[START PAGE TEXT]
# Swenson spreader



## SNOMACHINE (Dec 2, 2009)

Anyone have any experience with swenson's electric under tailgate spreader. We're looking at buying one to put on a single axle that we currently have instead of spending twice the money on a complete v-box set up. Or buying another truck with central hydraulics!


----------



## Pristine PM ltd (Oct 15, 2005)

I have three, all the same but different brands. Meyer, Bonnell, and a swenson, all exactly the same. I like them, but not for parking lots. They are not powerful enough to spray. I mostly do roadways. Need a rebuild every other year on the spinner motor. Love them for our roadways.


----------



## SNOMACHINE (Dec 2, 2009)

Pristine PM ltd;1616133 said:


> I have three, all the same but different brands. Meyer, Bonnell, and a swenson, all exactly the same. I like them, but not for parking lots. They are not powerful enough to spray. I mostly do roadways. Need a rebuild every other year on the spinner motor. Love them for our roadways.


Any reason why the spinner motor needs rebuilding. Swenson told me the motors are fully sealed and stainless.


----------



## blowerman (Dec 24, 2007)

I run a swensen electric vbox that's been trouble free for about 4 years now. Gets heavy use and no motor problems. replaced the chain mid season, but that's expected.


----------



## leigh (Jan 2, 2009)

The swenson spinner motor is not ss.Had mine rebuilt after it quit on me earlier in season.There was rust and corrosion inside,brushes not moving freely etc.Cost me 185$ for new bearings brushes etc.My motor guy told me that electric motors tend to suck in moisture when they cool down.The motor is a hannay which is used for oil truck hose reels.Can be bought cheaper than the swenson one. I've been very happy with my under taigate.I only spread bulk salt and it spreads just fine.Little bit of a learning curve raising bed etc.Nice to be able to carry full load of salt,unlike v boxes. Aiming one of my back up cameras to the inside of the unit makes it easy.I think it might be better to store it spinner down so any moisture doesn't affect brush area,not sure.Mine lasted 3 seasons before rebuild.Nice controller also.


----------



## turfmasters (Nov 24, 2008)

I have 2 of the replacable tailgate units on my GMC 3500's. Just a really great unit. One is Swenson and the other is Magnum. The Magnum is the same unit just made by Swenson. Magnum was $400 cheaper at the same dealer.The spinner motors do get water inside them.I did replace one motor this past Feb while I had a rebuild done on the other that got moisture in it. NO PROBLEMS at all with auger motor.This has been a good investment for me. I am getting older and tired of hopping up on a V-Hopper late at night to cover load with a canvas tarp. If I fell, I would be in deep **** with no one around at 2am. I just load and unwind my role tarp and away I go. I use a different tarp in winter compared to mesh in summer. Cost was $5200 installed.
[END PAGE TEXT]
[START DATASET]
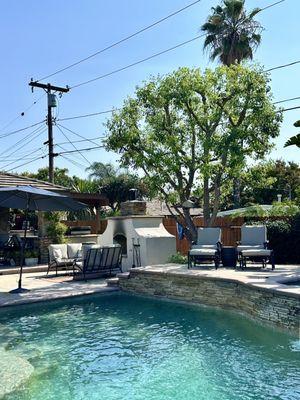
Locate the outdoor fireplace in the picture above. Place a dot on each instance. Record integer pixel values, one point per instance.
(144, 239)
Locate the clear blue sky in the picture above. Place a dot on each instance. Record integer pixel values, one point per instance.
(39, 37)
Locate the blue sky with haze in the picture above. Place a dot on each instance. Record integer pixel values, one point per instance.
(39, 37)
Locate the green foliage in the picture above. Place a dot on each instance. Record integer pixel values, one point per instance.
(231, 33)
(188, 132)
(260, 184)
(283, 237)
(293, 141)
(178, 258)
(56, 230)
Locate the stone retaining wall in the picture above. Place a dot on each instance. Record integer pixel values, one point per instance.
(277, 308)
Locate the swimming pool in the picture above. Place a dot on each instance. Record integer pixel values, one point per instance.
(125, 347)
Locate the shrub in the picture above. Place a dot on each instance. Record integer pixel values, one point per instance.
(284, 239)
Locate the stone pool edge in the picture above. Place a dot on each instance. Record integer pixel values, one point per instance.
(267, 305)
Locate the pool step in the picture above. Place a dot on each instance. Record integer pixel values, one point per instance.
(112, 282)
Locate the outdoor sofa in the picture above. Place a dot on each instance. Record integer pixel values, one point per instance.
(254, 246)
(99, 261)
(207, 247)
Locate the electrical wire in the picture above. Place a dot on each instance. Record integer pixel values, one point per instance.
(120, 41)
(35, 133)
(137, 62)
(22, 113)
(21, 130)
(73, 145)
(77, 134)
(286, 100)
(87, 115)
(82, 140)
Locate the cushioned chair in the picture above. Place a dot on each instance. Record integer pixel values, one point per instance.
(62, 256)
(208, 247)
(254, 246)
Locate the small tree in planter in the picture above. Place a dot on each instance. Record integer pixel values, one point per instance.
(55, 230)
(31, 257)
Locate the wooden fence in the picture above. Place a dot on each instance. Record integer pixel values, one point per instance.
(231, 231)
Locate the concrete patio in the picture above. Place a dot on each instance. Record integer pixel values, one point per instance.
(43, 288)
(46, 288)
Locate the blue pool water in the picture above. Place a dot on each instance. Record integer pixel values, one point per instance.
(118, 346)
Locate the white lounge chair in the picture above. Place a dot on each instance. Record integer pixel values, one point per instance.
(208, 247)
(62, 256)
(254, 246)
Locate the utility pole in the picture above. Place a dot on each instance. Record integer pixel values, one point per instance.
(51, 103)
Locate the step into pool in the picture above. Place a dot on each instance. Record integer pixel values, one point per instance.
(120, 346)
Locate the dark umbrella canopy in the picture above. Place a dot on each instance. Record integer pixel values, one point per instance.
(30, 198)
(34, 199)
[END DATASET]
§ **OBJECTIVES**:
**a.** In the spreader thread, transcribe the text between "# Swenson spreader" and "with central hydraulics!", inclusive.
**b.** According to the spreader thread, what was the installed cost of turfmasters' unit?
**c.** Summarize the spreader thread in two sentences.

§ **ANSWERS TO EACH TASK**:
**a.**
# Swenson spreader



## SNOMACHINE (Dec 2, 2009)

Anyone have any experience with swenson's electric under tailgate spreader. We're looking at buying one to put on a single axle that we currently have instead of spending twice the money on a complete v-box set up. Or buying another truck with central hydraulics!

**b.** $5200

**c.** A poster asks about Swenson's electric under-tailgate spreader as a cheaper option than a complete V-box setup for a single-axle truck. Owners who reply like the units for roadways and bulk salt but not for parking lots, and several report moisture getting into the spinner motors, which led to rebuilds or replacement.